» Problem details: What you return should match every entry, character for character.

Records from a data collection:
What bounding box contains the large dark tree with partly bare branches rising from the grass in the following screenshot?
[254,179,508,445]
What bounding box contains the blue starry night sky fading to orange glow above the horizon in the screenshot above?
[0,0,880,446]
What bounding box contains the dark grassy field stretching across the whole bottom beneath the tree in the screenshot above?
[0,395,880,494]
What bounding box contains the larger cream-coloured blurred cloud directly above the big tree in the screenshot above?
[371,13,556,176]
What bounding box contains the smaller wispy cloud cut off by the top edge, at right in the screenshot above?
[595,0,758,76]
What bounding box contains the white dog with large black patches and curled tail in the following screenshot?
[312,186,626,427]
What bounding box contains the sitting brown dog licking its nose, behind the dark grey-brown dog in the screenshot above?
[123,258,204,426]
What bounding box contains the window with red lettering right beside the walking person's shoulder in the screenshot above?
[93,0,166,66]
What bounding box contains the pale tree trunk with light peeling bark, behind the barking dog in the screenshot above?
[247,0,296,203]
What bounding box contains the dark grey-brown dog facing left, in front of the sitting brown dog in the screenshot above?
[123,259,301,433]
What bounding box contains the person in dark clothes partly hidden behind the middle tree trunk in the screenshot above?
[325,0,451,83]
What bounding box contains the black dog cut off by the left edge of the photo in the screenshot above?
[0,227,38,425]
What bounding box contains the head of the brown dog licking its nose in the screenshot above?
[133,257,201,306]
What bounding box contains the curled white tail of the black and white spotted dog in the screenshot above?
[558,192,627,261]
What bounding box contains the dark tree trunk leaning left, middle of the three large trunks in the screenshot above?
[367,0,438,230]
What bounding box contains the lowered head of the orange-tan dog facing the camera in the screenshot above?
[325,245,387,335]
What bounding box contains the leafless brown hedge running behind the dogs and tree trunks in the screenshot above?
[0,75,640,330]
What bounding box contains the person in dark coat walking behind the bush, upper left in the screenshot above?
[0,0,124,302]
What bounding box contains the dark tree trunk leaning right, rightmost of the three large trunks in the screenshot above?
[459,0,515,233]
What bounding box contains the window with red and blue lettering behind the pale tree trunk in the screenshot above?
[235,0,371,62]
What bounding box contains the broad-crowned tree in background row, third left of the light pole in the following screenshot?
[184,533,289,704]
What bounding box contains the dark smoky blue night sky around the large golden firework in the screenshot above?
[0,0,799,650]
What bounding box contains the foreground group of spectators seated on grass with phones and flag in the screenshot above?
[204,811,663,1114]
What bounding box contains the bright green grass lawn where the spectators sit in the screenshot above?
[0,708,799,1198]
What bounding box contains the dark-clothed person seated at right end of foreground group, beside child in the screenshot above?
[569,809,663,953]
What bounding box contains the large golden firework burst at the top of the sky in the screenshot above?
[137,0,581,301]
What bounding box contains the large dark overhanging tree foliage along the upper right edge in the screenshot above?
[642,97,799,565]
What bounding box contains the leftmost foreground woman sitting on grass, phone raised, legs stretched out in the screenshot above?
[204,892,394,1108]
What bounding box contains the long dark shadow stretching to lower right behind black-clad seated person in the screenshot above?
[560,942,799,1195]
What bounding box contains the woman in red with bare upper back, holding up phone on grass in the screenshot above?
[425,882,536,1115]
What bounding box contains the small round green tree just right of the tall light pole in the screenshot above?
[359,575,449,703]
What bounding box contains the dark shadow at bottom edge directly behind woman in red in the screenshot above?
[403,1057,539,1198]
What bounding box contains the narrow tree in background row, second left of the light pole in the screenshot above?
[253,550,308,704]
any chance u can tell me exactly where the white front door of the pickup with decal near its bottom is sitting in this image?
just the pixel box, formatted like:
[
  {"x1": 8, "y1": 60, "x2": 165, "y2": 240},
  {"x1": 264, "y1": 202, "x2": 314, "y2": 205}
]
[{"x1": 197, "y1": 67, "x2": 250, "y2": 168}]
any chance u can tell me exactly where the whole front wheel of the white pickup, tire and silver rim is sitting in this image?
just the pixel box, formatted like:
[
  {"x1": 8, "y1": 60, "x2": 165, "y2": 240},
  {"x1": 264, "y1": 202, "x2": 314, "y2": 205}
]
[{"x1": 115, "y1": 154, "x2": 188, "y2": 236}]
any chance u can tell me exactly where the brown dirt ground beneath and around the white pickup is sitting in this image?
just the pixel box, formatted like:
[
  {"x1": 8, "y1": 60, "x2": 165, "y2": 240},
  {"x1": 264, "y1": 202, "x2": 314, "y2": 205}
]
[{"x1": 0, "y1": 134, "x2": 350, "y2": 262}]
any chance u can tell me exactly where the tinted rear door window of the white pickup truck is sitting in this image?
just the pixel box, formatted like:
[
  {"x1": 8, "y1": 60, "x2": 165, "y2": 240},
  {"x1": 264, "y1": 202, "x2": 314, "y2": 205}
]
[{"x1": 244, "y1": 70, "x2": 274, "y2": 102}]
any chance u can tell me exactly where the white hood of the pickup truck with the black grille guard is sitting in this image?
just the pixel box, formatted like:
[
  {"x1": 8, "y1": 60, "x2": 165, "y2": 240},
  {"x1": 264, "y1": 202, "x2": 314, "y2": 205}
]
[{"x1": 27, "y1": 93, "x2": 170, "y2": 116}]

» Exercise answer:
What bounding box contains the large dark tree with partly bare branches rising from the grass in the following screenshot?
[254,179,508,445]
What bounding box contains the blue starry night sky fading to orange glow above the horizon in the screenshot above?
[0,0,880,446]
What bounding box contains the dark grassy field stretching across the whole bottom beneath the tree in the screenshot above?
[0,395,880,494]
What bounding box contains the larger cream-coloured blurred cloud directly above the big tree in the screenshot above?
[371,13,556,176]
What bounding box contains the smaller wispy cloud cut off by the top edge, at right in the screenshot above?
[595,0,758,76]
What bounding box contains the white dog with large black patches and curled tail in the following screenshot?
[312,186,626,427]
What bounding box contains the sitting brown dog licking its nose, behind the dark grey-brown dog in the screenshot above?
[123,258,204,426]
What bounding box contains the window with red lettering right beside the walking person's shoulder in the screenshot above?
[93,0,166,66]
What bounding box contains the pale tree trunk with light peeling bark, behind the barking dog in the screenshot above?
[247,0,296,203]
What bounding box contains the dark grey-brown dog facing left, in front of the sitting brown dog in the screenshot above?
[123,259,301,433]
What bounding box contains the person in dark clothes partly hidden behind the middle tree trunk in the screenshot above?
[325,0,451,83]
What bounding box contains the black dog cut off by the left edge of the photo in the screenshot above?
[0,227,38,425]
What bounding box contains the head of the brown dog licking its nose in the screenshot above?
[133,257,201,306]
What bounding box contains the curled white tail of the black and white spotted dog in the screenshot above?
[558,192,627,261]
What bounding box contains the dark tree trunk leaning left, middle of the three large trunks in the screenshot above?
[367,0,438,230]
What bounding box contains the lowered head of the orange-tan dog facing the camera in the screenshot above?
[325,245,387,335]
What bounding box contains the leafless brown hedge running behind the dogs and tree trunks in the screenshot above?
[0,75,640,330]
What bounding box contains the person in dark coat walking behind the bush, upper left in the screenshot above?
[0,0,124,302]
What bounding box contains the dark tree trunk leaning right, rightmost of the three large trunks in the screenshot above?
[459,0,515,233]
What bounding box contains the window with red and blue lettering behind the pale tree trunk in the screenshot above?
[235,0,371,62]
What bounding box contains the broad-crowned tree in background row, third left of the light pole in the following screenshot?
[184,533,289,704]
What bounding box contains the dark smoky blue night sky around the large golden firework in the screenshot above?
[0,0,799,650]
What bounding box contains the foreground group of spectators seated on grass with phones and flag in the screenshot above?
[204,811,663,1114]
What bounding box contains the bright green grass lawn where the spectators sit in the screenshot above?
[0,708,799,1198]
What bounding box contains the dark-clothed person seated at right end of foreground group, beside child in the screenshot above?
[569,809,663,953]
What bounding box contains the large golden firework burst at the top of the sky in the screenshot above?
[137,0,581,301]
What bounding box contains the large dark overhanging tree foliage along the upper right edge in the screenshot above?
[642,97,799,565]
What bounding box contains the leftmost foreground woman sitting on grass, phone raised, legs stretched out in the screenshot above?
[204,892,394,1108]
What bounding box contains the long dark shadow stretching to lower right behind black-clad seated person in the screenshot above?
[560,942,799,1195]
What bounding box contains the woman in red with bare upper back, holding up phone on grass in the screenshot above?
[425,882,536,1115]
What bounding box contains the small round green tree just right of the tall light pole in the screenshot above?
[359,575,449,703]
What bounding box contains the dark shadow at bottom edge directly behind woman in red in the screenshot above?
[403,1057,539,1198]
What bounding box contains the narrow tree in background row, second left of the light pole in the screenshot above?
[253,550,308,704]
any chance u can tell me exactly where the white front door of the pickup with decal near its bottom is sitting in this image?
just the pixel box, formatted like:
[
  {"x1": 8, "y1": 60, "x2": 165, "y2": 240},
  {"x1": 264, "y1": 202, "x2": 314, "y2": 205}
]
[{"x1": 197, "y1": 67, "x2": 250, "y2": 168}]
any chance u can tell me exactly where the whole front wheel of the white pickup, tire and silver rim is sitting in this image?
just the pixel box, formatted like:
[
  {"x1": 8, "y1": 60, "x2": 165, "y2": 240},
  {"x1": 264, "y1": 202, "x2": 314, "y2": 205}
]
[{"x1": 115, "y1": 154, "x2": 188, "y2": 236}]
any chance u can tell me exactly where the brown dirt ground beneath and around the white pickup is sitting in this image?
just the pixel box, formatted like:
[
  {"x1": 8, "y1": 60, "x2": 165, "y2": 240},
  {"x1": 264, "y1": 202, "x2": 314, "y2": 205}
]
[{"x1": 0, "y1": 134, "x2": 350, "y2": 262}]
any chance u can tell me exactly where the tinted rear door window of the white pickup truck is sitting in this image?
just the pixel box, formatted like:
[
  {"x1": 8, "y1": 60, "x2": 165, "y2": 240},
  {"x1": 264, "y1": 202, "x2": 314, "y2": 205}
]
[{"x1": 244, "y1": 70, "x2": 274, "y2": 102}]
any chance u can tell me exactly where the white hood of the pickup truck with the black grille guard is sitting in this image?
just the pixel box, formatted like:
[
  {"x1": 8, "y1": 60, "x2": 165, "y2": 240},
  {"x1": 264, "y1": 202, "x2": 314, "y2": 205}
]
[{"x1": 27, "y1": 93, "x2": 170, "y2": 116}]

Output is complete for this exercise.